Exercise details →
An exact retyping of all lines below is the answer; pictures do not belong in it.

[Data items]
################

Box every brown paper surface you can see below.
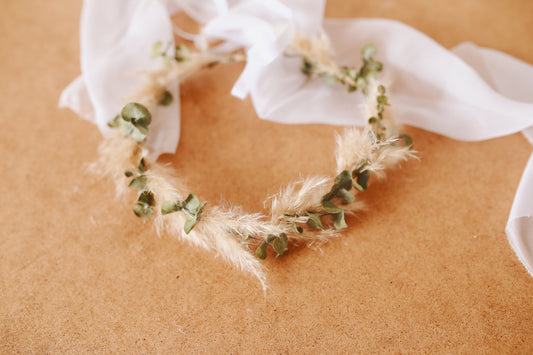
[1,0,533,353]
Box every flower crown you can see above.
[92,32,414,288]
[61,0,533,284]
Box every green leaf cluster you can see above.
[338,44,383,94]
[125,158,155,218]
[367,85,414,148]
[150,41,191,65]
[107,103,152,142]
[376,84,388,119]
[319,166,372,230]
[255,233,288,259]
[306,211,324,230]
[283,214,305,234]
[159,90,173,106]
[298,43,383,94]
[174,44,190,63]
[367,85,390,143]
[161,194,205,234]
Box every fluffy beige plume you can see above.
[145,162,267,288]
[144,164,189,226]
[367,145,416,179]
[90,133,141,197]
[335,128,415,179]
[267,175,366,246]
[286,31,340,75]
[159,206,267,289]
[337,79,416,178]
[195,220,267,289]
[207,206,283,238]
[335,127,375,174]
[269,176,331,221]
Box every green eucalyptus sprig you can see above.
[126,158,156,218]
[107,101,207,234]
[150,42,192,64]
[297,44,383,94]
[161,194,206,234]
[254,44,413,258]
[151,41,246,70]
[108,102,152,142]
[107,102,157,217]
[253,233,288,259]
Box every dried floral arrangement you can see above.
[94,33,415,288]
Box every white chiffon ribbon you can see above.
[59,0,180,158]
[60,0,533,277]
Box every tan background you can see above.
[2,0,533,353]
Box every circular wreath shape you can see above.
[94,39,415,288]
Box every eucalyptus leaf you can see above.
[361,44,377,60]
[401,134,413,148]
[352,180,364,192]
[333,211,347,230]
[273,233,288,257]
[138,158,146,172]
[161,200,182,215]
[255,242,268,260]
[159,90,173,106]
[130,125,149,142]
[121,102,151,127]
[292,223,303,234]
[107,115,121,128]
[343,68,356,78]
[306,212,324,230]
[377,95,388,105]
[181,194,205,233]
[334,170,353,191]
[138,190,155,206]
[174,44,190,62]
[183,194,201,214]
[267,234,278,243]
[124,170,134,177]
[300,59,313,75]
[322,200,342,214]
[129,175,147,190]
[133,202,154,218]
[336,188,355,205]
[121,120,134,137]
[184,215,198,234]
[356,170,371,190]
[356,77,367,91]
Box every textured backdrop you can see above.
[1,0,532,353]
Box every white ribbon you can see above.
[60,0,533,277]
[59,0,180,159]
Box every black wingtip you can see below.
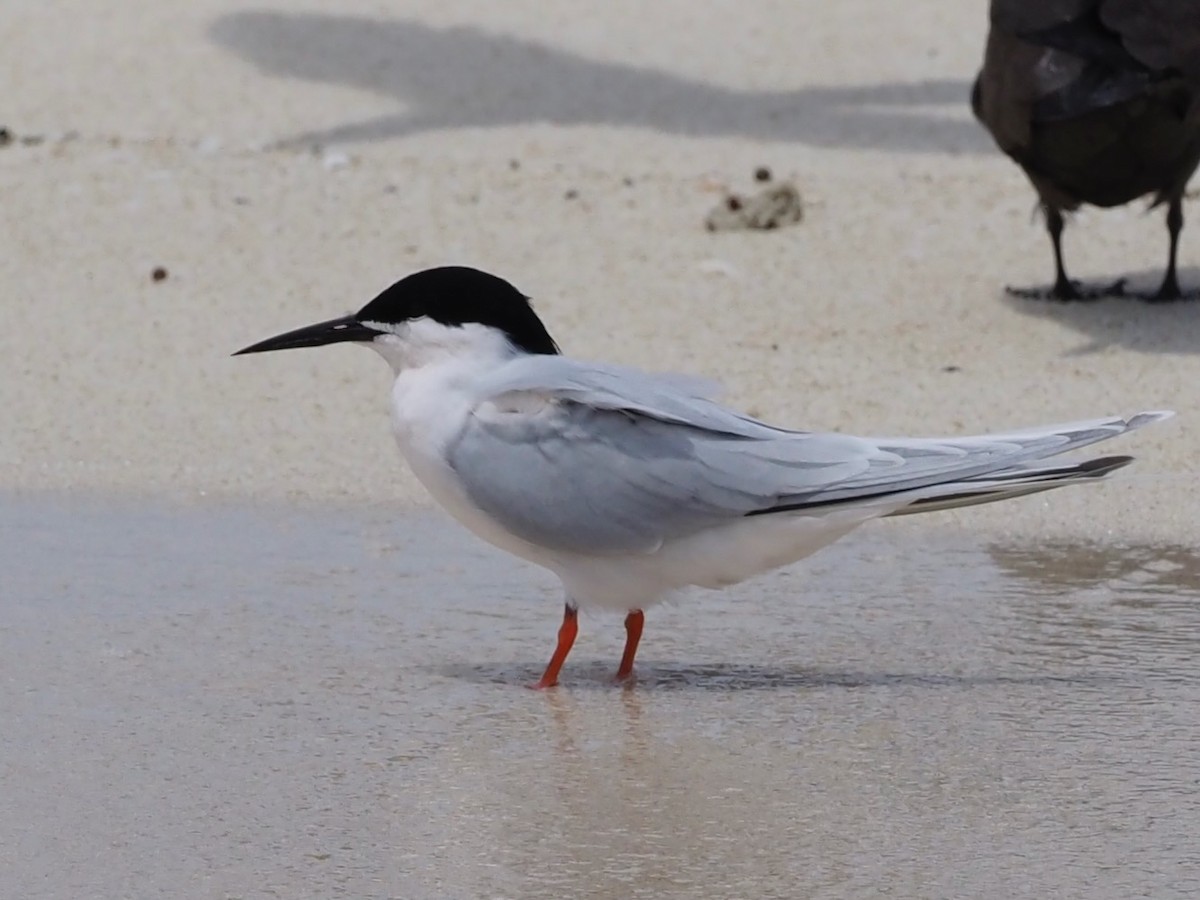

################

Result of this exercise →
Box every brown paper surface you can see below.
[1,0,533,353]
Box every flower crown you can see above.
[92,32,414,288]
[61,0,533,284]
Box every green leaf cluster you can see above.
[338,44,383,94]
[125,158,155,218]
[367,85,414,148]
[150,41,191,65]
[107,103,152,142]
[376,84,388,119]
[319,166,372,230]
[255,233,288,259]
[306,211,324,230]
[283,214,305,234]
[159,90,173,106]
[298,43,383,94]
[174,44,190,63]
[367,85,390,143]
[161,194,205,234]
Box every fluffy beige plume you can see above.
[145,162,267,288]
[144,164,189,226]
[367,145,416,179]
[90,133,141,197]
[335,128,415,179]
[267,175,366,246]
[286,31,340,75]
[159,206,267,289]
[337,79,416,178]
[195,220,267,289]
[207,206,283,238]
[335,127,375,174]
[269,176,331,221]
Box every green eucalyptus sprig you can see above.
[126,158,156,218]
[107,101,207,234]
[150,42,192,64]
[297,44,383,94]
[161,194,206,234]
[254,44,413,258]
[151,41,246,70]
[108,102,152,142]
[107,102,157,217]
[253,233,288,259]
Box every dried floral arrangement you can see above.
[94,33,415,288]
Box every white chiffon ribbon you can see above.
[59,0,180,158]
[60,0,533,277]
Box every tan background you can see above.
[2,0,533,353]
Box every circular wreath shape you can see above.
[94,39,415,288]
Box every eucalyptus leaf you can see above.
[361,44,377,60]
[401,134,413,148]
[352,180,364,192]
[333,211,347,230]
[273,233,288,257]
[138,158,146,172]
[161,200,182,215]
[255,242,268,260]
[159,90,173,106]
[130,125,149,142]
[121,102,151,127]
[292,223,303,234]
[107,115,121,128]
[343,68,356,78]
[306,212,324,230]
[377,95,388,105]
[181,194,205,233]
[334,170,353,191]
[138,190,155,206]
[174,44,190,62]
[183,194,201,214]
[267,234,278,243]
[124,170,134,177]
[300,59,313,75]
[322,200,342,214]
[129,175,147,190]
[133,202,154,218]
[336,188,355,205]
[121,120,134,137]
[184,215,198,234]
[356,170,371,190]
[356,77,367,91]
Box every textured backdrop you can see above.
[1,0,532,353]
Box every white ribbon you can see above.
[60,0,533,277]
[59,0,180,159]
Box every black wingtip you can see below.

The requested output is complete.